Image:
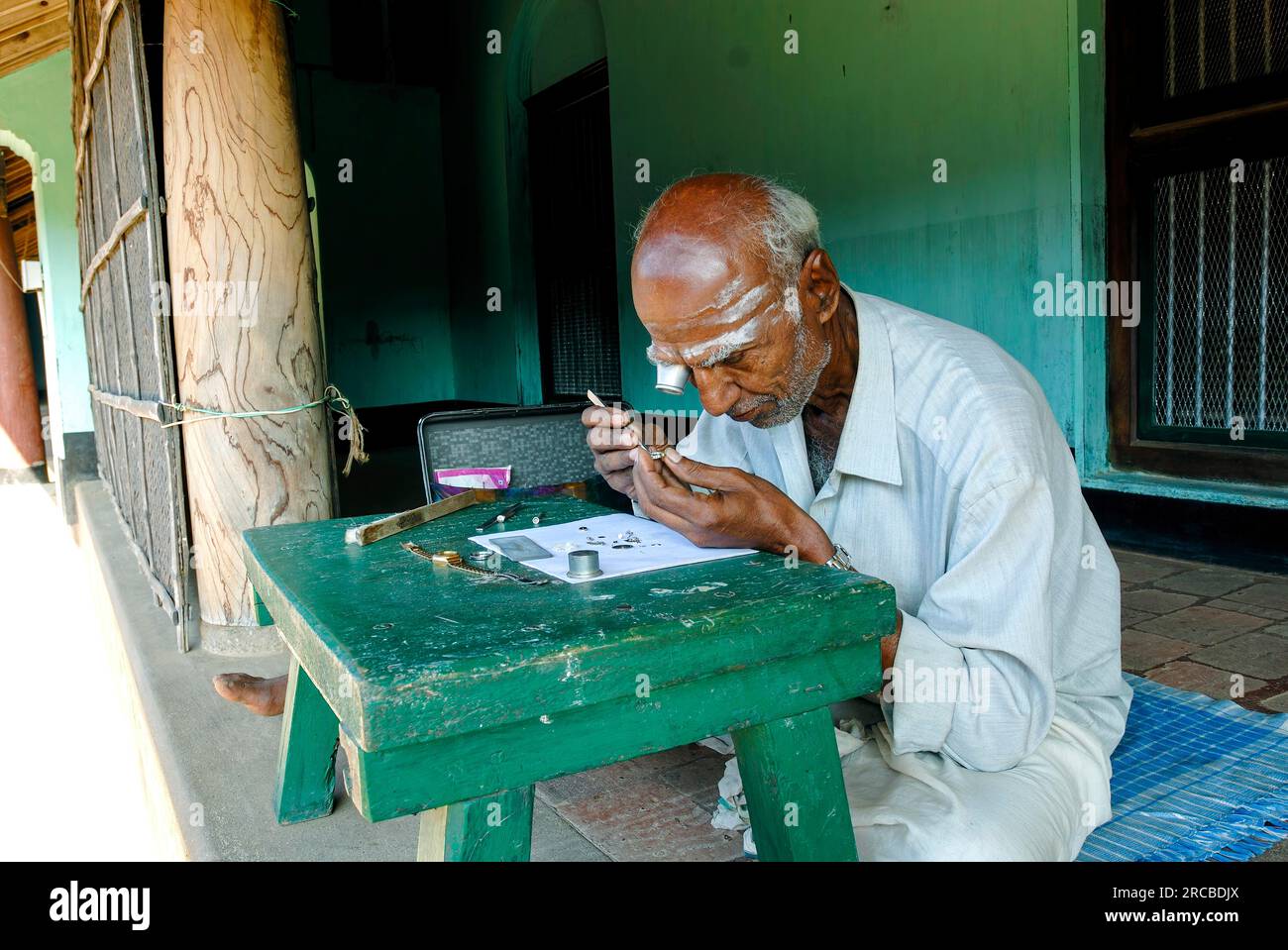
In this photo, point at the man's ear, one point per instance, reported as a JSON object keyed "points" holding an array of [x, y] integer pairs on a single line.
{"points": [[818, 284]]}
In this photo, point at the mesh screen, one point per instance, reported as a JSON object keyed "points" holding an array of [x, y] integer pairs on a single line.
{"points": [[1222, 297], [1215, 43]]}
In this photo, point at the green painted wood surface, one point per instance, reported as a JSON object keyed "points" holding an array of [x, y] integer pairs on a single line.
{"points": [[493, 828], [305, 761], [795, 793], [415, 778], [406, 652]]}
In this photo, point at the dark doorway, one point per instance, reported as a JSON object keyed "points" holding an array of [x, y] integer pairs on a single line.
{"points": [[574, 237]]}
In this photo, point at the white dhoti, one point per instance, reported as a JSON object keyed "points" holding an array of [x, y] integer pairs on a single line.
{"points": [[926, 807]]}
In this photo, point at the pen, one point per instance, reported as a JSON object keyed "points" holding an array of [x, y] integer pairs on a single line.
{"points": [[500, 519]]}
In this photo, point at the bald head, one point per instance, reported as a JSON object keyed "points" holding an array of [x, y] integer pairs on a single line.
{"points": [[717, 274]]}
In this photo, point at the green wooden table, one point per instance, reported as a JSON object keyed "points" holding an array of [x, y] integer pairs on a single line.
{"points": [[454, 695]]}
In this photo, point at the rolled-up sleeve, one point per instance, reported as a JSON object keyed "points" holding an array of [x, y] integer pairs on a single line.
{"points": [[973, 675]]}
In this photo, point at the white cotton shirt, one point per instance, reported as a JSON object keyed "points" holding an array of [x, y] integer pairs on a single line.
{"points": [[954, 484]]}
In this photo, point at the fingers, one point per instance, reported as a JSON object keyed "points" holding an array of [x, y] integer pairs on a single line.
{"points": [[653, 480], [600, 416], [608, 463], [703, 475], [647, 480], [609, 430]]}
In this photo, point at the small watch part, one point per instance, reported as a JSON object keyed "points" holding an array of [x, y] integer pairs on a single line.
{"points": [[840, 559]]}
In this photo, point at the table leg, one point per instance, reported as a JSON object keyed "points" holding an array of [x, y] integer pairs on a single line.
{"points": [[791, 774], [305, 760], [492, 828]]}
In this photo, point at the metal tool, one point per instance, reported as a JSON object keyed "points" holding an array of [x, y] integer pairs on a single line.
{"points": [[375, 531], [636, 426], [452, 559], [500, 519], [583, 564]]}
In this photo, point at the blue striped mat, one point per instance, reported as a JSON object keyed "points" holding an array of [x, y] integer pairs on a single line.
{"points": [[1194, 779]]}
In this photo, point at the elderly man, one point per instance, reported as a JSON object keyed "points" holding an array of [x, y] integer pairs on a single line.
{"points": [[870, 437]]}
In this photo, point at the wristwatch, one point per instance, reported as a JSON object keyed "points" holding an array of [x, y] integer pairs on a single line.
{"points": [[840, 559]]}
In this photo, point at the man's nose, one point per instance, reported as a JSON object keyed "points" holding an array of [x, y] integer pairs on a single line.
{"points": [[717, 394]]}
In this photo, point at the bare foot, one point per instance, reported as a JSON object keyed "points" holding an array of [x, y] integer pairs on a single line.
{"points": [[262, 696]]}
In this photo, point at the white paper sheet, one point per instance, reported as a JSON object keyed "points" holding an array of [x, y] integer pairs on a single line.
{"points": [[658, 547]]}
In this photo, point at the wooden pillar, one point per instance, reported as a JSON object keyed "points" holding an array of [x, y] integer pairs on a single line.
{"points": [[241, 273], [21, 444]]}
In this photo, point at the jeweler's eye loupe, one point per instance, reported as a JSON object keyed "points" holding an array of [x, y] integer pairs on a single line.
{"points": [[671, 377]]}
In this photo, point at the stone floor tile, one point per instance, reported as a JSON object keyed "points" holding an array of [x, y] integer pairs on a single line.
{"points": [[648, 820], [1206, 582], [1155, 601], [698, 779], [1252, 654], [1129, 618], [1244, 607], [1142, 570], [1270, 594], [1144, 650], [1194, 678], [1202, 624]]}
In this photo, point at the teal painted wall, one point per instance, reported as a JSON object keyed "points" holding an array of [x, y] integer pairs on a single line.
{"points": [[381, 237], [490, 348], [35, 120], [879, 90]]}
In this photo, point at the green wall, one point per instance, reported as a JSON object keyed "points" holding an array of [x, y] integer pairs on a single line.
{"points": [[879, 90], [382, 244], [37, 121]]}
...
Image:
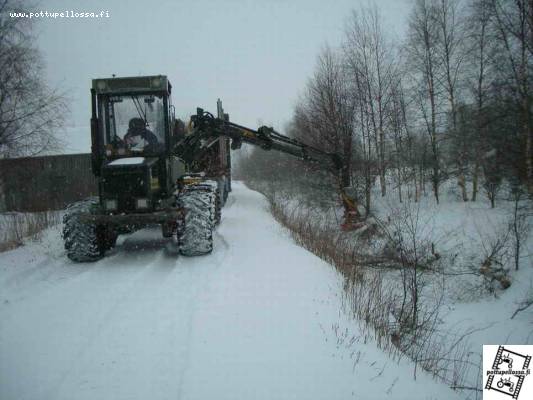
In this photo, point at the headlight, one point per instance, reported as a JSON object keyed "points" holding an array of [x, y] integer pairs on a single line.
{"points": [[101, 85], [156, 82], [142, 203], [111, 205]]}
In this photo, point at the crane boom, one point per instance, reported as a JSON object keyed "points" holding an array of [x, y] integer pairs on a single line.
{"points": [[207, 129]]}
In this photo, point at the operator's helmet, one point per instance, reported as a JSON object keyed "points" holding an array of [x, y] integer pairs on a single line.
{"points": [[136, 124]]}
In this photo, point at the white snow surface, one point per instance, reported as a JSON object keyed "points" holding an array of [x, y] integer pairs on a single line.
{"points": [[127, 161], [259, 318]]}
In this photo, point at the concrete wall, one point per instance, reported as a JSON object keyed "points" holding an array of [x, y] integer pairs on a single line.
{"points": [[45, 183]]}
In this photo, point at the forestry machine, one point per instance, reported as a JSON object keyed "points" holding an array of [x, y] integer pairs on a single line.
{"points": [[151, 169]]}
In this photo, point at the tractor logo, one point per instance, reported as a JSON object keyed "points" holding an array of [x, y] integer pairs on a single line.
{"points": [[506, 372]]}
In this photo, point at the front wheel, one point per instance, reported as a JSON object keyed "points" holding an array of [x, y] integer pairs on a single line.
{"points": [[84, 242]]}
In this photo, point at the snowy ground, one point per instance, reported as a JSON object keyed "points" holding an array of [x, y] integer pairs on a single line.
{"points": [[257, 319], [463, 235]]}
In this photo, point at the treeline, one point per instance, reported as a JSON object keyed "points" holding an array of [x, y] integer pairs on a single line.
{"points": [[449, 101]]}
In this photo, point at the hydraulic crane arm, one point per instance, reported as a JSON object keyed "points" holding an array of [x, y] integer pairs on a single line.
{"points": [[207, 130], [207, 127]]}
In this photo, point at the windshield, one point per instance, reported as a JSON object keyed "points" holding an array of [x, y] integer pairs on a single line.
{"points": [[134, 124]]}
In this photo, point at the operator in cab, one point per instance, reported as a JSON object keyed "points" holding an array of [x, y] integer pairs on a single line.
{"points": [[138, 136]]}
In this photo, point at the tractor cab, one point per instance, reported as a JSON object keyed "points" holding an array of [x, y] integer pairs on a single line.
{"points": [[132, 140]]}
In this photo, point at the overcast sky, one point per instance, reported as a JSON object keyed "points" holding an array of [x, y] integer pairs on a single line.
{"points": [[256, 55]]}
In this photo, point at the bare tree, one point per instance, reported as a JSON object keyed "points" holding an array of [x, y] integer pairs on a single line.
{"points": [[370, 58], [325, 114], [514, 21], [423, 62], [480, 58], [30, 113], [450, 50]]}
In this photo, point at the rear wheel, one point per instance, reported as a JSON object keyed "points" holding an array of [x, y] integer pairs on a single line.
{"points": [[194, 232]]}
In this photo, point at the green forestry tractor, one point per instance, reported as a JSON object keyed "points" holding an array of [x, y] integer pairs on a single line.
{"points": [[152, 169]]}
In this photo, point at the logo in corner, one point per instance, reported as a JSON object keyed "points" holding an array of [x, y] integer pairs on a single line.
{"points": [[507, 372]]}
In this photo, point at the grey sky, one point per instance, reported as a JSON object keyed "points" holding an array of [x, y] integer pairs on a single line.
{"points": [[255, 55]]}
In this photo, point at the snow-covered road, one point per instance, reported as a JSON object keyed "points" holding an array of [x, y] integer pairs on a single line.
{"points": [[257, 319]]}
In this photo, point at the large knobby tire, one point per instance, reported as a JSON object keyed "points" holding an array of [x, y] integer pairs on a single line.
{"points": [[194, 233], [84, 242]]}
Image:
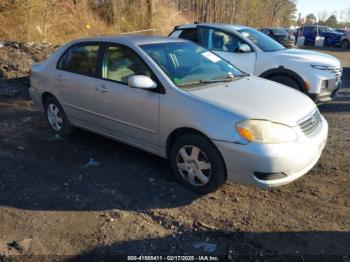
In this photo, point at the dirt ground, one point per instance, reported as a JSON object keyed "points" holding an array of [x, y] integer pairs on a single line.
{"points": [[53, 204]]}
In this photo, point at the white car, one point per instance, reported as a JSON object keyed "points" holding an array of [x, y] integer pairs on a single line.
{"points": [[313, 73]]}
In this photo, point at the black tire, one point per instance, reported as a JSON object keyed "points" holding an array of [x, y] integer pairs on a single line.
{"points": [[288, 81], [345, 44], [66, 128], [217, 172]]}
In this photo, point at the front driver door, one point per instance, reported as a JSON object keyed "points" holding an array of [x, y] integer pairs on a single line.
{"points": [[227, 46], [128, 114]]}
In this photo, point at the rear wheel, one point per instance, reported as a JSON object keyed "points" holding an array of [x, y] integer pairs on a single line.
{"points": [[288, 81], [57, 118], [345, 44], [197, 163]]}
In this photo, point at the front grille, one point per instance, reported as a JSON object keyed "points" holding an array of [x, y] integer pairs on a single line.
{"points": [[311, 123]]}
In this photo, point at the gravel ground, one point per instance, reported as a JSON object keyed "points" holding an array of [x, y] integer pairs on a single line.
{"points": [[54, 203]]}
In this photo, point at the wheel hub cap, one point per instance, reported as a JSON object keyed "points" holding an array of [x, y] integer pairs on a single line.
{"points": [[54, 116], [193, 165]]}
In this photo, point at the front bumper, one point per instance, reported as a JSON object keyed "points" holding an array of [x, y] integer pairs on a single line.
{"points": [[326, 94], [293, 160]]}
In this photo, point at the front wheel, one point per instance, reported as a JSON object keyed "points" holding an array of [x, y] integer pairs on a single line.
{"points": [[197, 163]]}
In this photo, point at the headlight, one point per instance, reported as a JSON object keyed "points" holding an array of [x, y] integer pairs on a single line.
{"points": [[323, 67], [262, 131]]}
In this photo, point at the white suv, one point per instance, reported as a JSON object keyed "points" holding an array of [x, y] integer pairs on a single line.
* * *
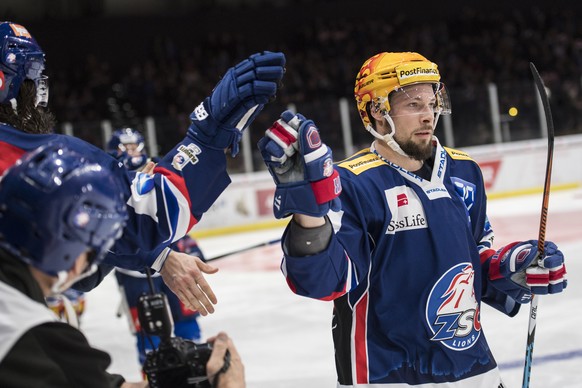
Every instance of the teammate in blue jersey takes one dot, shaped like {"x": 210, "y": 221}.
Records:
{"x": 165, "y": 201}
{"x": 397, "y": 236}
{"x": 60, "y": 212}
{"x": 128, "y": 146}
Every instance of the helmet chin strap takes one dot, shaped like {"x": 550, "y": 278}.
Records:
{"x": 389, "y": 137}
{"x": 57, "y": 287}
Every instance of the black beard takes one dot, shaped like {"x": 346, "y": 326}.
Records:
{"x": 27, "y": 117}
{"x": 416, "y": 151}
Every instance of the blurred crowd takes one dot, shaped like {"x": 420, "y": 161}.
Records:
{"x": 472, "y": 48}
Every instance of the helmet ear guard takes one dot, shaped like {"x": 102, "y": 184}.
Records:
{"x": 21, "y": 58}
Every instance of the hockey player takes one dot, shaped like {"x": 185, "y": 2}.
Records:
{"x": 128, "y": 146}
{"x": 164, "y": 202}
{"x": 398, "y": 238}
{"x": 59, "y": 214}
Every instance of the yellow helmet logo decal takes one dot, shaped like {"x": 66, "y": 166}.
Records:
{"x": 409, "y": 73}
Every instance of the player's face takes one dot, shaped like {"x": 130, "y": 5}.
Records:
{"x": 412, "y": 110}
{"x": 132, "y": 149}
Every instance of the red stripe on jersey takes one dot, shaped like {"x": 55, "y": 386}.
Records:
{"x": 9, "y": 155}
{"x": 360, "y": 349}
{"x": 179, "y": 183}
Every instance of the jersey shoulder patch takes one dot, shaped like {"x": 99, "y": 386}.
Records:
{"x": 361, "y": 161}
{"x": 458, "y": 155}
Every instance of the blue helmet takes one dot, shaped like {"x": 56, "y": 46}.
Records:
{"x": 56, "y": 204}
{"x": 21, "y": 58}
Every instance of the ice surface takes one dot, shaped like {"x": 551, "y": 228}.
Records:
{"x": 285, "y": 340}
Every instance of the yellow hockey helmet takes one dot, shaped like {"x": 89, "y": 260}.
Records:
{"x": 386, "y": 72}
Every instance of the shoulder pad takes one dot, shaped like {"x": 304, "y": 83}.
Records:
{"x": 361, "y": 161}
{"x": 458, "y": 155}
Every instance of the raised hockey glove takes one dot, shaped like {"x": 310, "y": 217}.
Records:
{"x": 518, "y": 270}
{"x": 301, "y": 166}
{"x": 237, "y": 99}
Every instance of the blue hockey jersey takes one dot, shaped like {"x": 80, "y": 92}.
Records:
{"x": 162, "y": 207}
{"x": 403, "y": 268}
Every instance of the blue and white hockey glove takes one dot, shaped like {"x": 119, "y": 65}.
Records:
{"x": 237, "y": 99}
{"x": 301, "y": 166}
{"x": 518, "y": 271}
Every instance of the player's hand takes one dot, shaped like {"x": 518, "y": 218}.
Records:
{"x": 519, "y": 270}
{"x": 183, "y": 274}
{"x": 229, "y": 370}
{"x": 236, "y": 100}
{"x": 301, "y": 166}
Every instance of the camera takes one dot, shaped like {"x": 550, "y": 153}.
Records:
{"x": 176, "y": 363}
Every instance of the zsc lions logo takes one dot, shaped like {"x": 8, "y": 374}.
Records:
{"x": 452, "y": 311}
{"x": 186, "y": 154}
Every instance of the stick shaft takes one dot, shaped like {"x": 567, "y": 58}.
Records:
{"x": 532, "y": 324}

> WHAT YOU HAVE TO DO:
Indicate the number of lines in the data above that contain the string "shoulder", without any additional text.

> ANSWER FOR THIS EXERCISE:
2